The lines to return are those below that contain the word "military".
#####
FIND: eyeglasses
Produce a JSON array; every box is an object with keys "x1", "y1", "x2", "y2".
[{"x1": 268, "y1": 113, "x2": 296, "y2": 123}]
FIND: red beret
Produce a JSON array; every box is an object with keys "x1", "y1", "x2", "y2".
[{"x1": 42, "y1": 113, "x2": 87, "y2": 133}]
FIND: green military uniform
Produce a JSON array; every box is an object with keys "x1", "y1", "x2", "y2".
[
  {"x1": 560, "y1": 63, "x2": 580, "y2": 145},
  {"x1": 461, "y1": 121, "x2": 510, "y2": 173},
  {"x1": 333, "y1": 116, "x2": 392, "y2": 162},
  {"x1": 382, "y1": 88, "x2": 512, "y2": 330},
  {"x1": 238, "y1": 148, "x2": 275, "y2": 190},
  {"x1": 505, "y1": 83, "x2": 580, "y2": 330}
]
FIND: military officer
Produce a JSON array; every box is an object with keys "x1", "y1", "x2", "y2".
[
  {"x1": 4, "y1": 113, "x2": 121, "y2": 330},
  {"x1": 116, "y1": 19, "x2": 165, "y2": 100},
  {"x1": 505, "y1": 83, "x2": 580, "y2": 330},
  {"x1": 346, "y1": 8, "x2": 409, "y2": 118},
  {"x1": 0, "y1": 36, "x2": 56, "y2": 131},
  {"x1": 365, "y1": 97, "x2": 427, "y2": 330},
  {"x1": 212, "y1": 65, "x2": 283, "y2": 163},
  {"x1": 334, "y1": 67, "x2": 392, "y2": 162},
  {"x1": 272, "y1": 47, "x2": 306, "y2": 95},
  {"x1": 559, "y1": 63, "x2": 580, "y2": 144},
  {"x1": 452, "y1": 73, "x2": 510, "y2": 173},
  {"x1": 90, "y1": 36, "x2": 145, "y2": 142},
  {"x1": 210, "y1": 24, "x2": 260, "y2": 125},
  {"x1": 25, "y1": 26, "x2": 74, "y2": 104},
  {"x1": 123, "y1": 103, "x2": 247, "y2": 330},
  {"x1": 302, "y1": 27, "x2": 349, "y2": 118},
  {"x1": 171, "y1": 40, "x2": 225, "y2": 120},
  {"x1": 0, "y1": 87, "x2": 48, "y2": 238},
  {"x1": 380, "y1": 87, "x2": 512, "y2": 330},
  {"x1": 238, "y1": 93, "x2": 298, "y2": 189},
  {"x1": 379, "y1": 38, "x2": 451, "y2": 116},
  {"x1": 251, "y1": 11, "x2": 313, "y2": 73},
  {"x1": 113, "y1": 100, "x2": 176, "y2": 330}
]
#####
> [Output]:
FIND: green military uniform
FIND: military officer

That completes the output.